All that said, I sympathize a bit with Alito, who in a separate opinion wonders why the Supreme Court should decide how important the privacy interest is in one’s cellphone contents. Isn’t this a better question for legislatures? The court applies a balancing test in Fourth Amendment cases, under which the police can search a person without obtaining a warrant if the degree to which the search intrudes upon privacy is less than the degree to which the search is needed for a legitimate government interest—typically, in catching criminals and protecting police from danger.

How exactly does this court know how significant the privacy interest is? Many people don’t care much about their privacy; others do. Maybe those who care a lot don’t put personal information on their cellphones, or they ensure that it is encrypted or otherwise protected. Or they put information on their cellphones that you or I might consider personal but they don’t. Indeed, technology is not the only thing in flux here; so are social norms and personal beliefs about what information it is appropriate to share and what information should be kept to oneself.
════════
= Work task A =
Translate this sentence from the passage on cellphone privacy into Spanish: "Many people don’t care much about their privacy; others do."
= Work task B =
Write the next part of the passage on cellphone privacy, starting after its final sentence.
The entries after this point are separate material and are not part of the passage on cellphone privacy.
════════
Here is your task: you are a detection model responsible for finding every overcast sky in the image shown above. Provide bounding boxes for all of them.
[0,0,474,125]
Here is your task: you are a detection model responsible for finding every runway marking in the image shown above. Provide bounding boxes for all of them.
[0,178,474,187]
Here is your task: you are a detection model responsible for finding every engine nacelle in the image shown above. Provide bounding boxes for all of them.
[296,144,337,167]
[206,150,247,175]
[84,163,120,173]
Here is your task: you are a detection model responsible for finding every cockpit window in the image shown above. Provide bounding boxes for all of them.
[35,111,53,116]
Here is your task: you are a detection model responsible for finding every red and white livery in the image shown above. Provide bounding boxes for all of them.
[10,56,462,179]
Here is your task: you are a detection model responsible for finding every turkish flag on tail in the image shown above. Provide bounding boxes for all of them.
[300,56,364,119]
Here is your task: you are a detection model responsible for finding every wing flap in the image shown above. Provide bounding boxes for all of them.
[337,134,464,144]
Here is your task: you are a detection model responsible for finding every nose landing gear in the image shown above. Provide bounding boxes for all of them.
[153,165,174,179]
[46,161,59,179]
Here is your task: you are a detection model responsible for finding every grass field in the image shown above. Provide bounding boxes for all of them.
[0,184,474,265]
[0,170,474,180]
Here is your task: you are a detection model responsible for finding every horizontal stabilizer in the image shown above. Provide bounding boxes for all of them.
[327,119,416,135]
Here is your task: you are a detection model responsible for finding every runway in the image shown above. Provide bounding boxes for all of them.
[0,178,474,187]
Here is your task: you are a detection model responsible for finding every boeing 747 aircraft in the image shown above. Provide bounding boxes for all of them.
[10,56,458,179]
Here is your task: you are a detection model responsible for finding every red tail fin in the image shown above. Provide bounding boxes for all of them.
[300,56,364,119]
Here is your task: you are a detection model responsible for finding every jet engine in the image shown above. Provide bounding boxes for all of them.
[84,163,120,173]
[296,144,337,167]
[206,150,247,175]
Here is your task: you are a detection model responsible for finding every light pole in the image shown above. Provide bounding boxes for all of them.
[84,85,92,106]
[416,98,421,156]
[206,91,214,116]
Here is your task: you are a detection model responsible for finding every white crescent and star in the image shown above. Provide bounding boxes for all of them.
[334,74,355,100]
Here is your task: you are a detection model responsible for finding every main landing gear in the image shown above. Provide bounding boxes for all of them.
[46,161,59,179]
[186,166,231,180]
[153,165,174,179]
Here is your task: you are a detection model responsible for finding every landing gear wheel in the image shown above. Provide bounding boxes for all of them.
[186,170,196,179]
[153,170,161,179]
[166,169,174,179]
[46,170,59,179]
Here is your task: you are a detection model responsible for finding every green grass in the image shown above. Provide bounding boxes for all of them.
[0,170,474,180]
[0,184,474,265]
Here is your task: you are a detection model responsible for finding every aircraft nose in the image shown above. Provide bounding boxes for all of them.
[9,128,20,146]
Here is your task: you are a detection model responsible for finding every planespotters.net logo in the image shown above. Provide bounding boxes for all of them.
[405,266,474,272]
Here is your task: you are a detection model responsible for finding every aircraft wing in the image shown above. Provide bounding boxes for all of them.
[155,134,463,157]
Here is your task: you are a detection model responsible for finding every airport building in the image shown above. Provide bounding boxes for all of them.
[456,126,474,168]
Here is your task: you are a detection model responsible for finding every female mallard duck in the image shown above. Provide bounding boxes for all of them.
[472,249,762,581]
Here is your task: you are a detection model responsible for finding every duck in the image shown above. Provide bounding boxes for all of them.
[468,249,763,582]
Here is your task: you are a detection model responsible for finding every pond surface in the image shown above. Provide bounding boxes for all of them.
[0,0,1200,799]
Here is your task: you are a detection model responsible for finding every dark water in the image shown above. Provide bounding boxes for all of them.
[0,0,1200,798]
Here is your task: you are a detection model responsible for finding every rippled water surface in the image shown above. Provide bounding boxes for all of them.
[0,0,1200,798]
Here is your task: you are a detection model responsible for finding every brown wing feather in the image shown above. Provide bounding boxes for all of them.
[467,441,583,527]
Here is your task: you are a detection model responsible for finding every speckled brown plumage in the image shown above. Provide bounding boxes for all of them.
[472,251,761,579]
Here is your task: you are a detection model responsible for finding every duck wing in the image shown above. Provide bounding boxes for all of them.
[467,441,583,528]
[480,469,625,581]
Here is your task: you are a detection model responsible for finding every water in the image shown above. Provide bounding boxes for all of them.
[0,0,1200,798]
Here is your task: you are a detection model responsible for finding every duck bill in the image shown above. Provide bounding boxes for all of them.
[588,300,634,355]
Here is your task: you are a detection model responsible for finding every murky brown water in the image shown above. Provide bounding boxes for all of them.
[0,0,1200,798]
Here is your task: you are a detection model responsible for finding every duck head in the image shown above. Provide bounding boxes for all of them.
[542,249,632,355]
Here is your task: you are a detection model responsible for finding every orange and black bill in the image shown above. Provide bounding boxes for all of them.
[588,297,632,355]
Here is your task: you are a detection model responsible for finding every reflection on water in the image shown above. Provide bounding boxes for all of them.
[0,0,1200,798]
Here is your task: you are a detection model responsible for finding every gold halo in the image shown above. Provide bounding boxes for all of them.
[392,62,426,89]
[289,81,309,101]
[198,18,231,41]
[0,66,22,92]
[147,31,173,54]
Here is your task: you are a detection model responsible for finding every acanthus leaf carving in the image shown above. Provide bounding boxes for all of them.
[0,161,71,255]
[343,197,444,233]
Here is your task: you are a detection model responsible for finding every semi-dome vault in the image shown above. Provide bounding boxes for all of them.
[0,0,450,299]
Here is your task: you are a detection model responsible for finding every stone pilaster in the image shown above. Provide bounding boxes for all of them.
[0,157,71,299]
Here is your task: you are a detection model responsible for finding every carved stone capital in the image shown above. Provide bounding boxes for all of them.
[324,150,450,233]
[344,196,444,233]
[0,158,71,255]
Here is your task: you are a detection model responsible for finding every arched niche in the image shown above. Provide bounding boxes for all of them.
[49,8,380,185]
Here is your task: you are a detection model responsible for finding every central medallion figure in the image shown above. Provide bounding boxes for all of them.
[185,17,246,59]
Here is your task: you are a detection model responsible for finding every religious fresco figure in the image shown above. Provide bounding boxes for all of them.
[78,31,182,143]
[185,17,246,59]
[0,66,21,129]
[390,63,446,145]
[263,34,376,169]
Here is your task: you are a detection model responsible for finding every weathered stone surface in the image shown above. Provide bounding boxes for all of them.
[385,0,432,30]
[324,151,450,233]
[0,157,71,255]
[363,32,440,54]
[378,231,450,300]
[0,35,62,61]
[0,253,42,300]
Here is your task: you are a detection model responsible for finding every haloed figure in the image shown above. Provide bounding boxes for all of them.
════════
= Written response A =
A muchas personas no les importa mucho su privacidad; a otras sí.

= Written response B =
And if the justices know what a smartphone is, they don’t know what these norms and beliefs are, and certainly not for the great mass of the population younger than they are, who have grown up with smartphones, Facebook, personal blogs, the Web. The court doesn’t seriously try to figure out how much people are really injured if a police officer looks at information on their cellphones. To do so, one would need to engage in a massive amount of empirical investigation, using surveys, focus groups, and market research—the stuff of committee hearings before legislatures. One senses, as is so often the case, that the justices are relying on their own personal experiences. They are thinking about what’s on their cellphones and how they would feel if a police officer saw them. As for the rest of society, we’re as opaque to them as DNA.